**ABOUT THIS EXERCISE:** So that the copy matches the original, write out every entry exactly.

**PROVIDED INFORMATION:**
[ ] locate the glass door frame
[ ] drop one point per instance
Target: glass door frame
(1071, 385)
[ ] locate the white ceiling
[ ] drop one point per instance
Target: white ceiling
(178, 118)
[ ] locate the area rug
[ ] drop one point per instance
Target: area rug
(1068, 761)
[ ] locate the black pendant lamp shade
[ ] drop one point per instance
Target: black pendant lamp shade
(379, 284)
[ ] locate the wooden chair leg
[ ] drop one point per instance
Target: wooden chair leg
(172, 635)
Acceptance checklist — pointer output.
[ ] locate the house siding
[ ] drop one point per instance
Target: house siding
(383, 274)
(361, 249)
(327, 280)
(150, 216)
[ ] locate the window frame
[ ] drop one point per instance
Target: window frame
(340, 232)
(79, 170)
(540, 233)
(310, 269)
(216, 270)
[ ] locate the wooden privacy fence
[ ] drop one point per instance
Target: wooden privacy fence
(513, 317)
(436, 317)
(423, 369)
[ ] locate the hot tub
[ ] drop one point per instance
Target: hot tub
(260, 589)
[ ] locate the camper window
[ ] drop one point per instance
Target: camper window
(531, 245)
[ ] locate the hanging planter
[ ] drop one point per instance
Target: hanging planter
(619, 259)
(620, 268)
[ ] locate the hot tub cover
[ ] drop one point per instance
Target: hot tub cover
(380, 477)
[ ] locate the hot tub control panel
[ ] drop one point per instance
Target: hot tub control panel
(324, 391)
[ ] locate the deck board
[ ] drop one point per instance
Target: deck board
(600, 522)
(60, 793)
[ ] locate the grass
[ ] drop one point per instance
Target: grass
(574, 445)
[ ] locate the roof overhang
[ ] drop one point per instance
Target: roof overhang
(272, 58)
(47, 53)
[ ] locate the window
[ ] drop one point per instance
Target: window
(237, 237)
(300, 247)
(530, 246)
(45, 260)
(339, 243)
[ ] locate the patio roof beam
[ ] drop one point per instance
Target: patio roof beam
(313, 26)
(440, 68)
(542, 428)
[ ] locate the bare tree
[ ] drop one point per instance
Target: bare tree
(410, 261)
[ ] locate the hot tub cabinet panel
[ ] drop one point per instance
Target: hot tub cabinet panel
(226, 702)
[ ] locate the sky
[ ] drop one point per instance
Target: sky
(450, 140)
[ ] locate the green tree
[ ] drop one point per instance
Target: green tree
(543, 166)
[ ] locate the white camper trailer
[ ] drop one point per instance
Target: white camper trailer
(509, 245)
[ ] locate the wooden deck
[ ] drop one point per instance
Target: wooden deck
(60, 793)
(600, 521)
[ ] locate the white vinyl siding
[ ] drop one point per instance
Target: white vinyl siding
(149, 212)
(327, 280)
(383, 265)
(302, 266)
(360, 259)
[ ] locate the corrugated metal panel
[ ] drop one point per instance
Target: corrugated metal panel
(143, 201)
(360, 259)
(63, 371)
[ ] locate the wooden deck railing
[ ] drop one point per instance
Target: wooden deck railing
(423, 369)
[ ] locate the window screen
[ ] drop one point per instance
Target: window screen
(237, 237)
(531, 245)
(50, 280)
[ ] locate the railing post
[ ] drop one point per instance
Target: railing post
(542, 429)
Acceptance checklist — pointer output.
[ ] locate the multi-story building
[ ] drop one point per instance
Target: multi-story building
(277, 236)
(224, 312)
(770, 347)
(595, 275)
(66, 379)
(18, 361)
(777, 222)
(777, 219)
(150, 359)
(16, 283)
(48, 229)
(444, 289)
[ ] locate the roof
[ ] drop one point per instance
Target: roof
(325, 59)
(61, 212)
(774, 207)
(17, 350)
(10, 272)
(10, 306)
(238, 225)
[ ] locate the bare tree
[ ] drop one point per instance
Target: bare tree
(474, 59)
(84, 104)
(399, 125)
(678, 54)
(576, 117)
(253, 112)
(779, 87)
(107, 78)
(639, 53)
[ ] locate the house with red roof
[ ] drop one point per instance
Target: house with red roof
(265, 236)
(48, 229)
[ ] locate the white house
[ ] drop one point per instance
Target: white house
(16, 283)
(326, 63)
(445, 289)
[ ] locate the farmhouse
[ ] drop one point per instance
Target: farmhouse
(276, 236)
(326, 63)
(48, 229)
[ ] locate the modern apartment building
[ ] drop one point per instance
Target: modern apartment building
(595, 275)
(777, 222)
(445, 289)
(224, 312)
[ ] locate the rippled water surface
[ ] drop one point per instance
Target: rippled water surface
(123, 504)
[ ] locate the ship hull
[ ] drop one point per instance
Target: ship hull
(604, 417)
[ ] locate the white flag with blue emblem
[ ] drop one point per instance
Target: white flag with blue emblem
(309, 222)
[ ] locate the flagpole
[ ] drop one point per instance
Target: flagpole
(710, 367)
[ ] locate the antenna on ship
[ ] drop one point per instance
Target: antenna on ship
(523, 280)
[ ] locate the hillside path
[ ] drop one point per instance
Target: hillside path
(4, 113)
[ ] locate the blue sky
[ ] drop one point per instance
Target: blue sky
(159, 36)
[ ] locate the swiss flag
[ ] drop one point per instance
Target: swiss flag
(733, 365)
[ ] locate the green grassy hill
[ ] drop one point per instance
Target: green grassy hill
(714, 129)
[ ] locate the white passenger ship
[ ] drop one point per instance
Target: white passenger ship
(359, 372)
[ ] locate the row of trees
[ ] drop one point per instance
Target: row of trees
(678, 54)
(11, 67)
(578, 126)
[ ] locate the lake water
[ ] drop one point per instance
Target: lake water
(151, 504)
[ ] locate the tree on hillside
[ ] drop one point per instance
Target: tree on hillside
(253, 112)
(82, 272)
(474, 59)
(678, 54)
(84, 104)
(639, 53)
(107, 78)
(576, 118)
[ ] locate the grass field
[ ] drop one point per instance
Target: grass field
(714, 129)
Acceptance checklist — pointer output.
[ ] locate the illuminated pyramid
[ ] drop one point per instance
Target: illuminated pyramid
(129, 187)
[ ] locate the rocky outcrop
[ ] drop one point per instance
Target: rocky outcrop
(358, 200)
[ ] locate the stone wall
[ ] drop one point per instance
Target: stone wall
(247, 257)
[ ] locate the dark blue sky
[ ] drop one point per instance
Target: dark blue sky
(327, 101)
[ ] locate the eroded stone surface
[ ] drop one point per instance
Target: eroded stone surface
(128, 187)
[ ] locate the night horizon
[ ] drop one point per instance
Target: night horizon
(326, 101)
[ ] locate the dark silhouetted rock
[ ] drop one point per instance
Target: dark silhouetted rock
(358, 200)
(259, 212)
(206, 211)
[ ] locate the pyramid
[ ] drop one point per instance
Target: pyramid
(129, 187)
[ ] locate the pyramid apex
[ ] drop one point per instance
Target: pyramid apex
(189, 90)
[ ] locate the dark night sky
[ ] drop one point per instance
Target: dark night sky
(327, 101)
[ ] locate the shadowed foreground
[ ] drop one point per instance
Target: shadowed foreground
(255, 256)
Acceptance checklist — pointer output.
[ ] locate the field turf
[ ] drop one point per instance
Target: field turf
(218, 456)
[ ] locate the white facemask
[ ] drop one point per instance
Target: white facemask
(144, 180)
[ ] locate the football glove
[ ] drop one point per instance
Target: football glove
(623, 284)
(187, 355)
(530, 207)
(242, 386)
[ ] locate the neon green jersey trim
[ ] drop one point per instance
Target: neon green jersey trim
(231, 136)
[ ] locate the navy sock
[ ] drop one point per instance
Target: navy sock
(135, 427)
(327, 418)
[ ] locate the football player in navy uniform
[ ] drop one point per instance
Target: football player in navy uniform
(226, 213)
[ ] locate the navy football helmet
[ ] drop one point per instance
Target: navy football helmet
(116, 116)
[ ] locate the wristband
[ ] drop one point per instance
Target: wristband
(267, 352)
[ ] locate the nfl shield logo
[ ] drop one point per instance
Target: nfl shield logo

**EXERCISE RESPONSE:**
[ ] locate the glass door frame
[ ] drop one point per instance
Target: glass door frame
(1071, 385)
[ ] locate the white ceiling
[ ] drop one point per instance
Target: white ceiling
(178, 118)
[ ] locate the area rug
[ ] drop one point per instance
Target: area rug
(1068, 761)
[ ] locate the black pendant lamp shade
[ ] drop one point per instance
Target: black pendant lamp shade
(379, 284)
[ ] locate the wooden chair leg
[ ] drop one point per instance
Target: wooden chair leg
(172, 635)
Acceptance checklist — pointer output.
[ ] locate the house siding
[ ] drop one point per instance
Target: house siding
(383, 274)
(361, 249)
(327, 280)
(150, 216)
[ ] locate the window frame
[ ] drop one point per instance
Target: window frame
(340, 232)
(79, 170)
(540, 233)
(310, 269)
(216, 270)
[ ] locate the wooden privacy fence
[ ] drop one point per instance
Target: wooden privacy fence
(513, 317)
(436, 317)
(423, 369)
[ ] locate the hot tub
[ ] drop one point per instance
Target: hot tub
(260, 589)
[ ] locate the camper window
[ ] drop one point per instance
Target: camper window
(531, 245)
[ ] locate the hanging planter
[ ] drop one point per instance
Target: hanging planter
(619, 259)
(620, 268)
[ ] locate the hot tub cover
[ ] drop one point per instance
Target: hot tub cover
(380, 477)
[ ] locate the hot tub control panel
[ ] drop one point per instance
Target: hot tub control panel
(324, 391)
[ ] locate the deck board
[ ] drop one point per instance
Target: deck board
(600, 522)
(60, 793)
[ ] locate the grass
[ ] drop one point per instance
Target: grass
(574, 445)
[ ] locate the roof overhang
[ ] drop one point per instance
Target: roof overhang
(272, 58)
(47, 53)
[ ] locate the window
[ ] drop one point per instance
Target: window
(237, 237)
(300, 247)
(530, 246)
(45, 260)
(339, 243)
[ ] locate the patio roof beam
[ ] drop one point per instance
Target: patio roof beam
(313, 26)
(440, 68)
(542, 428)
[ ] locate the bare tree
[ ] drop one point per instance
Target: bare tree
(410, 261)
[ ] locate the hot tub cabinet panel
[ ] drop one point per instance
Target: hot tub cabinet panel
(226, 702)
[ ] locate the sky
[ ] drop one point per instance
Target: sky
(450, 140)
[ ] locate the green tree
[ ] drop one point per instance
Target: green tree
(543, 166)
[ ] locate the white camper trailer
[ ] drop one point per instance
Target: white camper trailer
(509, 245)
[ ] locate the wooden deck
[ ] drop one point per instance
Target: wooden deck
(60, 793)
(600, 521)
[ ] locate the white vinyl siding
[ ] drop one point per instance
Target: white vinyl siding
(149, 212)
(327, 280)
(383, 265)
(302, 266)
(360, 259)
[ ] locate the corrugated metal panel
[ ] drop one point per instance
Target: corrugated metal panel
(143, 201)
(360, 259)
(63, 371)
[ ] locate the wooden deck railing
[ ] drop one point per instance
Target: wooden deck railing
(423, 369)
[ ] locate the window screen
[ ] drop one point per instance
Target: window screen
(237, 237)
(531, 245)
(50, 280)
[ ] locate the railing post
[ ] drop one point per instance
Target: railing post
(542, 429)
Acceptance checklist — pointer output.
[ ] locate the multi-story building
[ ] drop one point per instance
Target: multi-story building
(277, 236)
(224, 312)
(770, 347)
(595, 275)
(66, 379)
(18, 361)
(777, 222)
(777, 219)
(150, 359)
(16, 283)
(48, 229)
(444, 289)
[ ] locate the roof
[ ] drop one point per instance
Target: roof
(325, 59)
(61, 212)
(774, 207)
(17, 350)
(10, 272)
(10, 306)
(238, 225)
[ ] locate the bare tree
[ ] drop one point per instance
Target: bare tree
(474, 59)
(84, 104)
(399, 125)
(678, 54)
(576, 117)
(253, 112)
(779, 87)
(107, 78)
(639, 53)
[ ] locate the house with red roof
[ ] drop one point per instance
Target: house with red roof
(265, 236)
(48, 229)
[ ] locate the white house
[ ] drop one point per instance
Target: white house
(16, 283)
(326, 63)
(445, 289)
[ ] locate the farmhouse
[ ] drop one point per instance
Target: farmhouse
(276, 236)
(326, 63)
(48, 229)
[ ] locate the modern apartment building
[ ] drop one point per instance
Target: modern apartment building
(595, 275)
(777, 222)
(445, 289)
(224, 312)
[ ] locate the rippled water surface
[ ] drop one point per instance
Target: rippled water surface
(123, 504)
[ ] locate the ship hull
[ ] drop one point per instance
Target: ship hull
(604, 417)
[ ] locate the white flag with blue emblem
[ ] drop one point per instance
Target: white flag with blue emblem
(309, 222)
[ ] locate the flagpole
[ ] drop one point per instance
Target: flagpole
(710, 367)
[ ] locate the antenna on ship
[ ] drop one point per instance
Target: antenna on ship
(523, 280)
[ ] locate the hillside path
[ ] drop one point per instance
Target: hillside path
(4, 113)
[ ] locate the blue sky
[ ] drop one point per instance
Target: blue sky
(159, 36)
[ ] locate the swiss flag
[ ] drop one point per instance
Target: swiss flag
(733, 365)
[ ] locate the green grassy hill
[ ] drop one point per instance
Target: green grassy hill
(714, 129)
[ ] locate the white passenger ship
[ ] drop one point per instance
Target: white passenger ship
(359, 372)
[ ] locate the row of trees
[ ] drop one point per instance
Target: row of trees
(678, 54)
(11, 67)
(578, 126)
[ ] locate the lake water
[ ] drop one point per instance
Target: lake water
(151, 504)
[ ] locate the tree on hillside
[ ] drop one point per instance
Target: tree on hillside
(253, 112)
(82, 272)
(474, 59)
(678, 54)
(84, 104)
(639, 53)
(107, 78)
(576, 118)
[ ] locate the grass field
[ ] drop one point per instance
Target: grass field
(714, 129)
Acceptance checklist — pointer output.
[ ] locate the illuminated pyramid
[ ] drop one point per instance
Target: illuminated pyramid
(129, 187)
[ ] locate the rocky outcrop
[ ] drop one point per instance
Target: rocky outcrop
(358, 200)
[ ] locate the stone wall
[ ] drop one point per instance
Target: stone wall
(247, 257)
[ ] locate the dark blue sky
[ ] drop one point per instance
Target: dark blue sky
(327, 101)
[ ] locate the eroded stone surface
[ ] drop one point per instance
Target: eroded stone surface
(128, 187)
[ ] locate the night horizon
[ ] drop one point per instance
Target: night horizon
(326, 101)
[ ] locate the dark silhouetted rock
[ ] drop one point per instance
Target: dark silhouetted rock
(358, 200)
(259, 212)
(206, 211)
[ ] locate the pyramid
[ ] drop one point per instance
Target: pyramid
(129, 187)
[ ] locate the pyramid apex
[ ] drop one point per instance
Target: pyramid apex
(189, 90)
[ ] locate the dark night sky
[ ] drop one point per instance
Target: dark night sky
(327, 101)
[ ] locate the shadowed foreground
[ ] drop one point per instance
Target: shadowed foreground
(255, 256)
Acceptance checklist — pointer output.
[ ] locate the field turf
[ ] drop one point per instance
Target: field turf
(218, 456)
[ ] locate the white facemask
[ ] drop one point per instance
Target: white facemask
(144, 180)
[ ] locate the football glove
[ ] drop one point per instance
Target: football glove
(623, 284)
(187, 355)
(530, 207)
(242, 386)
[ ] locate the neon green jersey trim
[ ] drop one point per instance
Target: neon green jersey trim
(231, 136)
[ ] locate the navy sock
[ ] drop one point per instance
Target: navy sock
(135, 427)
(327, 418)
[ ] locate the football player in navy uniform
[ ] drop one point per instance
Target: football player in navy uniform
(226, 213)
[ ] locate the navy football helmet
[ ] drop one point per instance
Target: navy football helmet
(116, 116)
[ ] locate the wristband
[ ] drop one point per instance
Target: wristband
(267, 352)
[ ] locate the nfl shield logo
[ ] drop one point per instance
Target: nfl shield logo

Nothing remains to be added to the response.